#### Passage provided
+++

Common Violation Number One: The TTD Misapplication
In the WC system, an employee is entitled to temporary disability benefits if the injury is work-related and a doctor certifies that the employee is either TTD or TPD. TTD is short for the WC term-of-art Temporarily Totally Disabled. TPD is short for Temporarily Partially Disabled. Unfortunately, employers and their WC adjusters, and even applicants’ attorneys, regularly apply a common dictionary definition to these terms-of-art. As such, when any of the WC doctors find an injured employee to be TTD, the employer believes the employee is totally disabled in all senses of the word. This is a critical mistake when it comes to the application of FEHA.
An employer’s obligations under FEHA exist regardless of the employee’s classification in the WC system. Recent case law has clarified that even an employee classified as 100% totally permanently disabled can and should be accommodated if doing so would not constitute an undue hardship to the employer. (Cuiellette v. City of Los Angeles(2011) 194 Cal.App.4th 757, 772). Depending on the nature of the injury or condition that has caused the employee to be classified as temporarily totally disabled, there are many situations where one so labeled could still be part of the productive workforce if properly accommodated by modifying their job or their workspace or by introducing practical technology to assist them.

+++

#### Available data
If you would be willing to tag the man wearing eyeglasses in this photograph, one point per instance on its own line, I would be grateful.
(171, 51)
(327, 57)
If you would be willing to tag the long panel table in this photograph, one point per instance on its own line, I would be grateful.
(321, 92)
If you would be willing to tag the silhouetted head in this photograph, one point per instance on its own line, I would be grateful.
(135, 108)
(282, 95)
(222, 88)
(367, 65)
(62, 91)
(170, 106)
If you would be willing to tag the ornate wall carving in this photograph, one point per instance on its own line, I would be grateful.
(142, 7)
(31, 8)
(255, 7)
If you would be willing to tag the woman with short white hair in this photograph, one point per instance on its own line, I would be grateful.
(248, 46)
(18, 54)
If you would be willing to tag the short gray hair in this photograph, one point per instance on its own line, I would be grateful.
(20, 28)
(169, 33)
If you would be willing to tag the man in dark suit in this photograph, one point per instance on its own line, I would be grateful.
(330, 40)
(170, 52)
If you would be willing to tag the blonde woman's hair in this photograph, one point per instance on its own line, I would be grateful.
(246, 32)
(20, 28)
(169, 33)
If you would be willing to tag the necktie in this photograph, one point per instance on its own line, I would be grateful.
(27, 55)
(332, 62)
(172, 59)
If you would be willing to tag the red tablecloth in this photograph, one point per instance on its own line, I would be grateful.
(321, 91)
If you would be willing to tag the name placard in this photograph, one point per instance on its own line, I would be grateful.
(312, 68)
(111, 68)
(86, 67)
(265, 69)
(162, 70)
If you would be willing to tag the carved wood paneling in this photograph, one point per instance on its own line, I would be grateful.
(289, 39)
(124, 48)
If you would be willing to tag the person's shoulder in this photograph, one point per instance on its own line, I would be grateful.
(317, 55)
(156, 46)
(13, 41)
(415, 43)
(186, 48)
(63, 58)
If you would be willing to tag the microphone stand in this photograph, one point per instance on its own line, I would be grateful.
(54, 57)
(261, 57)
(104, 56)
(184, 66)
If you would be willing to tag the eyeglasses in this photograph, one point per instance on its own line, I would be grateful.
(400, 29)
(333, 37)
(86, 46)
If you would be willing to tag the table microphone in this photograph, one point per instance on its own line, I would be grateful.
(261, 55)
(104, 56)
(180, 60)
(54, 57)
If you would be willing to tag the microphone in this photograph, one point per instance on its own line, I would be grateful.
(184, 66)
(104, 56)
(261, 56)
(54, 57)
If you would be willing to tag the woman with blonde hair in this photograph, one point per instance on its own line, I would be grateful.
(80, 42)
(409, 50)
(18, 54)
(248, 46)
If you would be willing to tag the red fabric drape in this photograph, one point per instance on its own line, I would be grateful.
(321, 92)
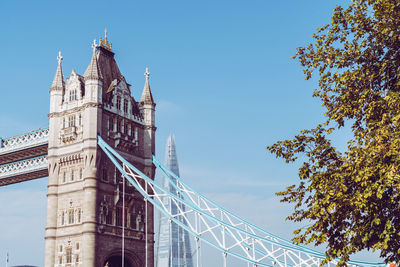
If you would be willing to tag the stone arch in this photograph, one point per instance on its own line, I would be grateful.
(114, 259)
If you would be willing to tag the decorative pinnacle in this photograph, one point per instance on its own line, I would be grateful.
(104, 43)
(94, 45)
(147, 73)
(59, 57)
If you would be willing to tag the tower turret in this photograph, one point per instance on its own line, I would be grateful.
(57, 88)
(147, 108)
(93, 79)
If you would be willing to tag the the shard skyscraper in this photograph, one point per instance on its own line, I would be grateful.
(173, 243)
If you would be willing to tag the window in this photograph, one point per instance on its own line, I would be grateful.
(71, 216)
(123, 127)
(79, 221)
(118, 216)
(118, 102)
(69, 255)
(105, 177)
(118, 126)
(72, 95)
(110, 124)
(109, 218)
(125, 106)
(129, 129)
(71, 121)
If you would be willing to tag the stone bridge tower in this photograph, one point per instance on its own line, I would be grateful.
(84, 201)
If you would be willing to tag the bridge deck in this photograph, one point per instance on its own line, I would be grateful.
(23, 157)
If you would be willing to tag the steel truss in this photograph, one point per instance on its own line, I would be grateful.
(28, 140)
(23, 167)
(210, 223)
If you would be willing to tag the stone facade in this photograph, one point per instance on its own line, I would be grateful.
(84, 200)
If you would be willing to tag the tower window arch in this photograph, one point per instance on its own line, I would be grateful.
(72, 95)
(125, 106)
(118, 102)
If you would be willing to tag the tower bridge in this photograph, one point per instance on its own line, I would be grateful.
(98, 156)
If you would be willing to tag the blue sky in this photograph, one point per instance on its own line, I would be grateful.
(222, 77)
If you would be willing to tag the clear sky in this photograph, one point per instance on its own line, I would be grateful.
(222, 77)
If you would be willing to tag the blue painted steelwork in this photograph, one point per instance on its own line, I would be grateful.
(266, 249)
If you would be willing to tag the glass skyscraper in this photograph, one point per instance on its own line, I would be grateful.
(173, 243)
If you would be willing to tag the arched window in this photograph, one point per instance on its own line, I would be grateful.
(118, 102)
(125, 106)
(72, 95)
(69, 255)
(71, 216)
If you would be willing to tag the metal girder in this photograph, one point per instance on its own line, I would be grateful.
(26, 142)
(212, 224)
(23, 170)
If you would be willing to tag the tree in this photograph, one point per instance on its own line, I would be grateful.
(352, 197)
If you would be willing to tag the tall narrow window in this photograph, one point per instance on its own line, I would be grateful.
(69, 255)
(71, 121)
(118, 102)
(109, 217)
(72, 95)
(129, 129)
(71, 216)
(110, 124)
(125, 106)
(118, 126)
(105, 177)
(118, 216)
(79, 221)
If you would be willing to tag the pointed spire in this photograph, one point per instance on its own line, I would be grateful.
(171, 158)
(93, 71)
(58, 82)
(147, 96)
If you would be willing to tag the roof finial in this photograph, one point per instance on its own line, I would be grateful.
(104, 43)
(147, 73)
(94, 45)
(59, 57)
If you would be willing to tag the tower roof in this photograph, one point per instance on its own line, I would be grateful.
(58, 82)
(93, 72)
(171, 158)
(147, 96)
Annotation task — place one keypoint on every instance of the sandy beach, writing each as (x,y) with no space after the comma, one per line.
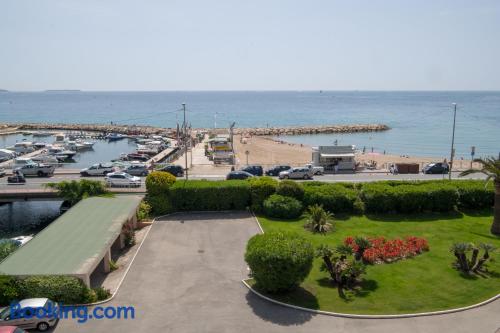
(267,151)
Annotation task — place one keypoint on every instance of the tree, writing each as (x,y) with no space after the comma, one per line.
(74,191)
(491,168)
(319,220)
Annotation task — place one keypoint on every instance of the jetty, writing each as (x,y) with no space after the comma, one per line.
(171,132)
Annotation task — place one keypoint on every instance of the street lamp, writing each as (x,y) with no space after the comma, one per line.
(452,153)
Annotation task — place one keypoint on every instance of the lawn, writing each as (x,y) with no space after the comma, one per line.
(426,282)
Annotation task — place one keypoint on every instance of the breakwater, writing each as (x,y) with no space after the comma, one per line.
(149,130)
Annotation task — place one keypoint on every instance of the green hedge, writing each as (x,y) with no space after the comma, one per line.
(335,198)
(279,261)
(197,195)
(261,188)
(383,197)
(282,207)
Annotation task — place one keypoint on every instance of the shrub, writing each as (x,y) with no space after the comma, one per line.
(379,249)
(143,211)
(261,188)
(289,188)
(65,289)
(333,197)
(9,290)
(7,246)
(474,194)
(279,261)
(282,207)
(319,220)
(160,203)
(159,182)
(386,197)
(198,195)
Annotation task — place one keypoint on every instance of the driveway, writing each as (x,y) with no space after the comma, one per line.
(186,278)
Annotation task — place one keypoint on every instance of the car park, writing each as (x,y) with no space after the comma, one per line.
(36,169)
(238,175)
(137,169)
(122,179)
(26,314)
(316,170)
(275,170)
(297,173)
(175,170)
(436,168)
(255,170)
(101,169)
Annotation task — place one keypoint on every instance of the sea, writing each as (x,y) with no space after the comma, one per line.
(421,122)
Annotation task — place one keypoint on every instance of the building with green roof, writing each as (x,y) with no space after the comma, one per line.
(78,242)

+++

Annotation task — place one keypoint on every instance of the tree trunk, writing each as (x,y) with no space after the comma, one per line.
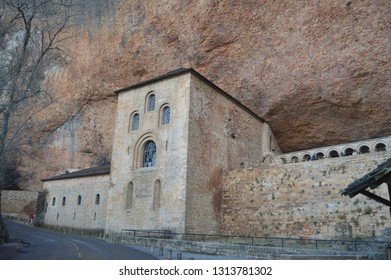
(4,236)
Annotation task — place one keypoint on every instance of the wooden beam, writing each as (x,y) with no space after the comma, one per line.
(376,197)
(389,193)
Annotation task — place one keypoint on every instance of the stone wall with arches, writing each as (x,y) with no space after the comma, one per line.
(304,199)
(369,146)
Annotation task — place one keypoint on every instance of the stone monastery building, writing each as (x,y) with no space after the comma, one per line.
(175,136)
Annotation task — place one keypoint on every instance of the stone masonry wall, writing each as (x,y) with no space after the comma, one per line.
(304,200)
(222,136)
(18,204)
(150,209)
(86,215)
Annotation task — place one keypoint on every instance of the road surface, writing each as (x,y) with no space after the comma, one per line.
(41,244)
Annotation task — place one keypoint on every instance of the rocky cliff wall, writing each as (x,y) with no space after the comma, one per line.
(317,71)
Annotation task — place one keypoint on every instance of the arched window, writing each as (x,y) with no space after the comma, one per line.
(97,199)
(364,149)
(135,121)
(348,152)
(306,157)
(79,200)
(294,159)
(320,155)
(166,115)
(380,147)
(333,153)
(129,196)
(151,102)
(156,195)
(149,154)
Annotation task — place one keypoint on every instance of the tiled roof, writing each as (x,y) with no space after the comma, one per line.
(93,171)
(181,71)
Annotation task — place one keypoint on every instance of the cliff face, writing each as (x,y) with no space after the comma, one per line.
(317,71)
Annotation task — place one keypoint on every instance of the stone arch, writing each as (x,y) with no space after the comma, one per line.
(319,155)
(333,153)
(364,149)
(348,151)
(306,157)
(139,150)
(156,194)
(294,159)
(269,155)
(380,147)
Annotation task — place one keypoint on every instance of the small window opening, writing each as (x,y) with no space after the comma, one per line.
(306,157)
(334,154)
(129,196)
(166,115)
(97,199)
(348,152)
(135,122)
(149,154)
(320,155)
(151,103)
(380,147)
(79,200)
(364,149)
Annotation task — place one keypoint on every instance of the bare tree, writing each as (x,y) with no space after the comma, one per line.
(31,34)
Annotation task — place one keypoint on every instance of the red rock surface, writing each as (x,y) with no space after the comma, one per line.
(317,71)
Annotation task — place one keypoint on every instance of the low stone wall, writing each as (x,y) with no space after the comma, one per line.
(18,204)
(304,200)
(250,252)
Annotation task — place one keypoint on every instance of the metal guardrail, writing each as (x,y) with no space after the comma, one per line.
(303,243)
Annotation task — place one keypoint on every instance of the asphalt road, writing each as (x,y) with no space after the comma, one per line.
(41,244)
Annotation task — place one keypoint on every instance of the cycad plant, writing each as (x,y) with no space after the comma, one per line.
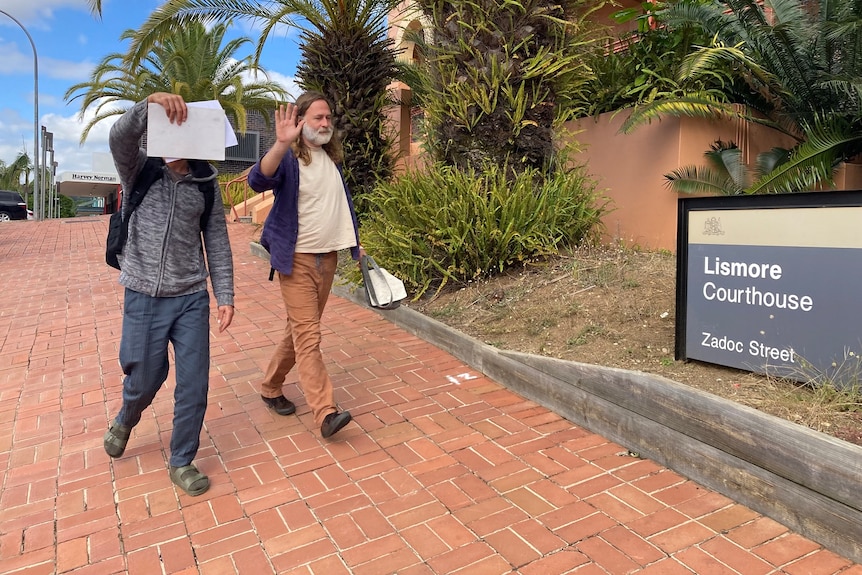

+++

#### Exercise prompt
Extend the passage on the TTD misapplication under FEHA, continuing directly after its last sentence.

#### Answer section
However, on several different occasions, I have been told in depositions and in trial by employers or their WC adjusters who have advised them, that they believed they had no obligation whatsoever under the FEHA until the employee was no longer TTD. Their stated reason: because the employee is totally disabled, the employee obviously cannot work. Fundamentally, these employers and their counselors are allowing the WC term-of-art to influence their thinking about their FEHA obligations. This can be a very expensive mistake.
Whether an employee is TTD, TPD or even PTD (permanently totally disabled), the employer has an obligation under FEHA to engage in a timely good faith interactive process and reasonably accommodate the disabled employee so long as such accommodation does not constitute an undue hardship on the employer. Failure to do so violates FEHA.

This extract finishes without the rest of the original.